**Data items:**
** BEGIN **
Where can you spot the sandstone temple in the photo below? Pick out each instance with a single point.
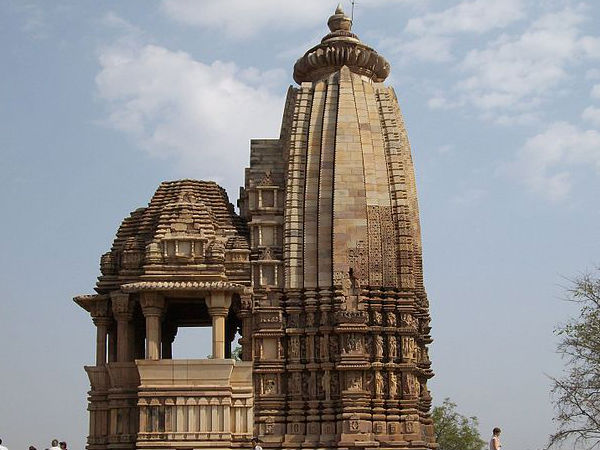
(320, 274)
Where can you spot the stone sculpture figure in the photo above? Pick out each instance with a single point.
(393, 385)
(379, 346)
(327, 235)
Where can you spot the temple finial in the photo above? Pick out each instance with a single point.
(339, 20)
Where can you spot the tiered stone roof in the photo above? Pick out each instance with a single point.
(197, 213)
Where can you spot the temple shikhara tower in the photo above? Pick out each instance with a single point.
(320, 274)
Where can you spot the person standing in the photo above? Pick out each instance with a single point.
(495, 441)
(255, 445)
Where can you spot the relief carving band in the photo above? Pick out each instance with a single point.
(392, 349)
(319, 275)
(393, 384)
(378, 384)
(379, 346)
(295, 347)
(391, 319)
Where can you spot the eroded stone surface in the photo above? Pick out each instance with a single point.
(320, 273)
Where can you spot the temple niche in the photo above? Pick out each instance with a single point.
(320, 274)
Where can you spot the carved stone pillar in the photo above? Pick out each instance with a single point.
(168, 336)
(122, 306)
(153, 305)
(218, 306)
(112, 343)
(102, 325)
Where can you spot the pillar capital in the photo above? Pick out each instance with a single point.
(218, 303)
(102, 321)
(122, 305)
(153, 304)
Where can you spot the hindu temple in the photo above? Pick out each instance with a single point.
(320, 274)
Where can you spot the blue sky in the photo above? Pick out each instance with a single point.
(100, 101)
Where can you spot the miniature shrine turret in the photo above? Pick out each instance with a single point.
(320, 274)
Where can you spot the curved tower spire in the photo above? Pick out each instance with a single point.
(336, 254)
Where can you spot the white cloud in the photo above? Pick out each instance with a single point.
(545, 164)
(516, 74)
(200, 115)
(430, 37)
(471, 196)
(592, 115)
(241, 19)
(476, 16)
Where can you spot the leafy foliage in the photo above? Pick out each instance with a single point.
(454, 431)
(576, 396)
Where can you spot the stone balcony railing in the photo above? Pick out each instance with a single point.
(194, 403)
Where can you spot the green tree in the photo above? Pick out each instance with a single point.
(576, 396)
(454, 431)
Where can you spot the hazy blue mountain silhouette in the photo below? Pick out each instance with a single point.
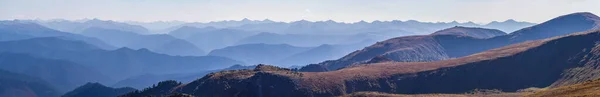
(23, 30)
(187, 31)
(472, 32)
(117, 64)
(442, 47)
(157, 27)
(143, 81)
(258, 53)
(216, 39)
(509, 25)
(78, 27)
(64, 75)
(19, 85)
(305, 39)
(322, 53)
(159, 43)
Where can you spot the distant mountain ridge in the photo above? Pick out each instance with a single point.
(442, 47)
(25, 30)
(160, 43)
(472, 32)
(78, 27)
(117, 64)
(258, 53)
(551, 62)
(19, 85)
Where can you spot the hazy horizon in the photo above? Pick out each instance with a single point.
(480, 11)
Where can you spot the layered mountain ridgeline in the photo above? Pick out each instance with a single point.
(472, 32)
(80, 26)
(97, 90)
(442, 47)
(143, 81)
(16, 30)
(322, 53)
(339, 28)
(229, 83)
(209, 39)
(118, 64)
(65, 75)
(259, 53)
(160, 43)
(161, 89)
(19, 85)
(309, 40)
(550, 62)
(585, 89)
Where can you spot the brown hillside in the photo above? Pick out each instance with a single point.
(437, 47)
(586, 89)
(532, 64)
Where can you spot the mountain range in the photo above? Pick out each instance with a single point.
(50, 58)
(565, 54)
(434, 47)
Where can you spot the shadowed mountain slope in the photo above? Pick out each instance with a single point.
(97, 90)
(65, 75)
(118, 64)
(259, 53)
(160, 43)
(18, 85)
(585, 89)
(25, 30)
(550, 62)
(442, 47)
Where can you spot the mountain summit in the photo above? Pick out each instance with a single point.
(443, 46)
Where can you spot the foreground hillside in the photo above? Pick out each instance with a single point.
(550, 62)
(442, 46)
(586, 89)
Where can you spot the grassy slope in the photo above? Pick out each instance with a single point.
(586, 89)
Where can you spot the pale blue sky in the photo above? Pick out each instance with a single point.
(480, 11)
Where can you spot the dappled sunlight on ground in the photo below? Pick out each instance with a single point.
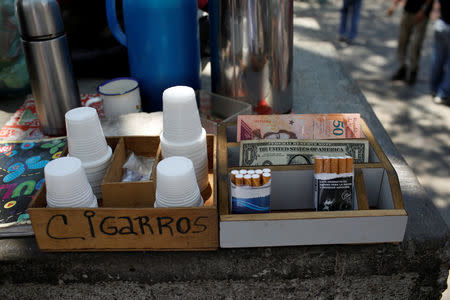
(418, 127)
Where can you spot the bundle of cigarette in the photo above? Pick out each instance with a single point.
(250, 191)
(333, 183)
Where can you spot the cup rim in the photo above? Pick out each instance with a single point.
(117, 79)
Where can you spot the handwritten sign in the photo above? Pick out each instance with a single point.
(110, 228)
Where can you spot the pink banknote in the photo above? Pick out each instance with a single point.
(305, 126)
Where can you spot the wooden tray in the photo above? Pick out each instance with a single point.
(129, 227)
(380, 217)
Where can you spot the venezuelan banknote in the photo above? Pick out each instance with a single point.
(300, 152)
(304, 126)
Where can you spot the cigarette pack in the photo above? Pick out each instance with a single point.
(250, 191)
(333, 183)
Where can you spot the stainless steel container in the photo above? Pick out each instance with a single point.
(251, 52)
(53, 85)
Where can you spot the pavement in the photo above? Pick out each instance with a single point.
(418, 127)
(328, 77)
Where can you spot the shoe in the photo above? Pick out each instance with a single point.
(439, 100)
(412, 78)
(400, 74)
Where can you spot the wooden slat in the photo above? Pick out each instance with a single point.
(392, 174)
(313, 215)
(360, 188)
(222, 177)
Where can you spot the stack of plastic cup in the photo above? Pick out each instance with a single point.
(183, 134)
(176, 185)
(87, 142)
(67, 184)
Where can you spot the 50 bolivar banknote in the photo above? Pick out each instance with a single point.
(298, 126)
(300, 152)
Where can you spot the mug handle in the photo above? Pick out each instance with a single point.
(113, 24)
(93, 101)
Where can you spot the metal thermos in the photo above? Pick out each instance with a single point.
(48, 61)
(251, 52)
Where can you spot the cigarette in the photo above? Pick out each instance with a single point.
(334, 165)
(256, 180)
(349, 163)
(318, 165)
(266, 178)
(233, 175)
(248, 180)
(342, 165)
(239, 178)
(326, 164)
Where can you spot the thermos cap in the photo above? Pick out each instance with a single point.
(39, 19)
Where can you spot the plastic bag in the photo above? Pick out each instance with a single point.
(13, 71)
(137, 168)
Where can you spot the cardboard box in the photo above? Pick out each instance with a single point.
(380, 217)
(129, 228)
(140, 193)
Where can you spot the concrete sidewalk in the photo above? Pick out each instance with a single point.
(419, 128)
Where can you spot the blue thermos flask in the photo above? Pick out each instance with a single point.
(163, 45)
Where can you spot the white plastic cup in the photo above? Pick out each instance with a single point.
(119, 96)
(67, 184)
(85, 137)
(196, 151)
(176, 184)
(181, 120)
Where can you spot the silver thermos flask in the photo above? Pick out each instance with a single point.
(53, 85)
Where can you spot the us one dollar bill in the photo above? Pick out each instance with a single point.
(300, 152)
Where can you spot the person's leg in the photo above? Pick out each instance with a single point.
(404, 35)
(418, 36)
(344, 14)
(437, 60)
(444, 86)
(356, 10)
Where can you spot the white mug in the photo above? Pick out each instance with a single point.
(120, 96)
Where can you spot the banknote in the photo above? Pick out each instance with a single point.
(304, 126)
(300, 152)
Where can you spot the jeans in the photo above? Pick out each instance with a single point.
(411, 36)
(440, 61)
(355, 7)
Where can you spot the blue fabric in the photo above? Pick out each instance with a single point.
(352, 7)
(440, 61)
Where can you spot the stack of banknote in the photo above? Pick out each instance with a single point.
(296, 139)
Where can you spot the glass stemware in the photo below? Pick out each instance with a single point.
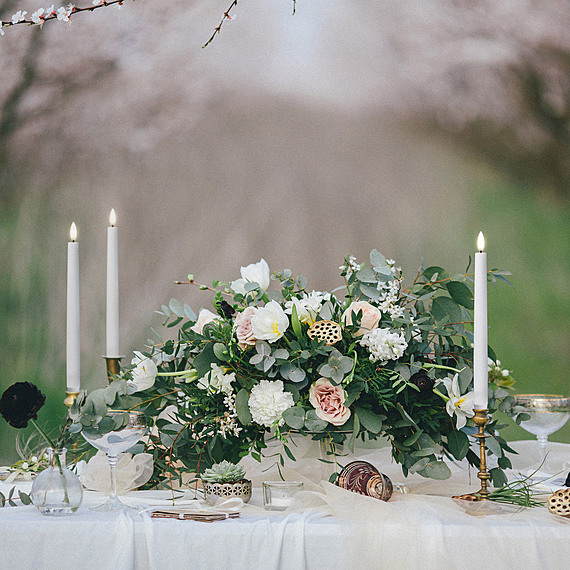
(129, 427)
(548, 413)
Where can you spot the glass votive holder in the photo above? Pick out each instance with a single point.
(279, 495)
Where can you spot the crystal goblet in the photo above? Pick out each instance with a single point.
(548, 413)
(127, 428)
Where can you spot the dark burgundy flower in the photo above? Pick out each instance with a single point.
(20, 403)
(423, 382)
(225, 309)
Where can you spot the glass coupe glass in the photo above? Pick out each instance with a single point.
(548, 413)
(132, 426)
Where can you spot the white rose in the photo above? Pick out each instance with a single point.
(270, 322)
(144, 374)
(254, 273)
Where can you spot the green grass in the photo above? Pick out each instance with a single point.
(529, 323)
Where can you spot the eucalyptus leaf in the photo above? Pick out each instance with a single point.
(436, 470)
(370, 421)
(242, 407)
(176, 307)
(313, 422)
(294, 417)
(460, 293)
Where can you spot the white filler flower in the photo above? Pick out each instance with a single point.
(384, 345)
(254, 273)
(461, 406)
(268, 401)
(144, 374)
(270, 322)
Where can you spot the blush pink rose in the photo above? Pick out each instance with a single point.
(242, 326)
(328, 401)
(369, 319)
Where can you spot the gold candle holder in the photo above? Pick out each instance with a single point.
(481, 419)
(70, 398)
(113, 366)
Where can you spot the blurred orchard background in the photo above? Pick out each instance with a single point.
(404, 126)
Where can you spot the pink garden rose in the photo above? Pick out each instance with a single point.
(242, 326)
(204, 317)
(370, 316)
(328, 401)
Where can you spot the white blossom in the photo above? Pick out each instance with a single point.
(384, 345)
(270, 322)
(38, 16)
(253, 273)
(308, 306)
(458, 405)
(217, 381)
(268, 401)
(143, 375)
(19, 16)
(64, 14)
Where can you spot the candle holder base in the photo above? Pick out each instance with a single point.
(481, 419)
(113, 366)
(70, 398)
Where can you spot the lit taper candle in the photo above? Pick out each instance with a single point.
(480, 344)
(73, 342)
(112, 346)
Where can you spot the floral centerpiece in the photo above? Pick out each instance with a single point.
(370, 360)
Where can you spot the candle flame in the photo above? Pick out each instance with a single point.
(480, 241)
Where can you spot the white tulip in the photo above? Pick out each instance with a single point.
(254, 273)
(270, 322)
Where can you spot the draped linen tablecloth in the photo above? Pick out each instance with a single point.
(327, 528)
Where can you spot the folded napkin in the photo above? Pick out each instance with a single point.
(132, 472)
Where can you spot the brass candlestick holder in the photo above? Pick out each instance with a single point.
(70, 398)
(113, 366)
(481, 419)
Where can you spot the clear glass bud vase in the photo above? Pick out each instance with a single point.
(57, 491)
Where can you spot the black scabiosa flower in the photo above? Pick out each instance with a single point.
(225, 309)
(20, 403)
(423, 382)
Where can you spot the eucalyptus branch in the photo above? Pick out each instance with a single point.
(225, 17)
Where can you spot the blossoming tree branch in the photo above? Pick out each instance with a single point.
(64, 14)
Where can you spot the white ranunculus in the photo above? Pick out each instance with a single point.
(217, 381)
(384, 345)
(254, 273)
(458, 405)
(204, 317)
(268, 401)
(308, 306)
(144, 374)
(270, 322)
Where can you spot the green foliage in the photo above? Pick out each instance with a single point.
(208, 378)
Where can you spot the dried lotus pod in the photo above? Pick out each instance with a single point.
(559, 503)
(327, 331)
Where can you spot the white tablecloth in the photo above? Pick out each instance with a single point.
(422, 529)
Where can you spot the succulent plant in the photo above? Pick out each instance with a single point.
(224, 472)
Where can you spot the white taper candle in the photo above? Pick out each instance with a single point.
(112, 345)
(480, 343)
(73, 338)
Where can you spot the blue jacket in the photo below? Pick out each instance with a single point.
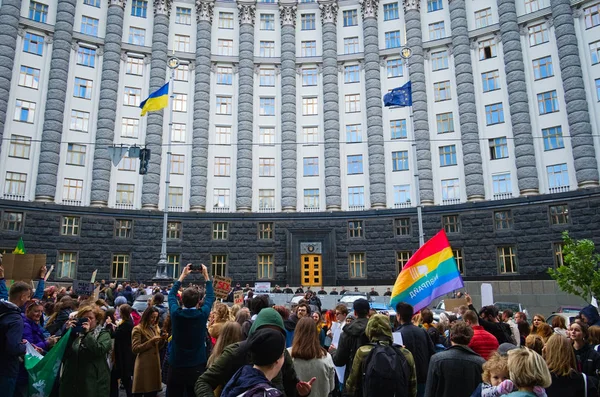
** END **
**Problem statement:** Collect every row above that contains the string "thermos", and copy each of those rows in full.

**Output below:**
Where can you spot the metal thermos in the photo above? Pick out each instance with a single point.
Where can you spot the thermos cap in the photo above? Pick out each instance with a single point.
Where can you spot the blue thermos flask in the photo above? Pick out each instance with a single point.
Where can you spot the silver thermos flask in the photo above? Pick out each instance with a single point.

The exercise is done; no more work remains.